### Task to complete
Rewrite the rows below, changing every "boat canopy" to "sun awning" and leaving everything else as it is.

Dataset entries:

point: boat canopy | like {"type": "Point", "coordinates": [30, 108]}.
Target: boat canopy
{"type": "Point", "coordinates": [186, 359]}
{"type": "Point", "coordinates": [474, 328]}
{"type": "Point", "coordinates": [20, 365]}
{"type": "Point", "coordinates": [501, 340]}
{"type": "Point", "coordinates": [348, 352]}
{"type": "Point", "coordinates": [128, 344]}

### Task answer
point: sun awning | like {"type": "Point", "coordinates": [30, 108]}.
Target: sun awning
{"type": "Point", "coordinates": [186, 359]}
{"type": "Point", "coordinates": [474, 328]}
{"type": "Point", "coordinates": [20, 365]}
{"type": "Point", "coordinates": [501, 340]}
{"type": "Point", "coordinates": [348, 352]}
{"type": "Point", "coordinates": [128, 344]}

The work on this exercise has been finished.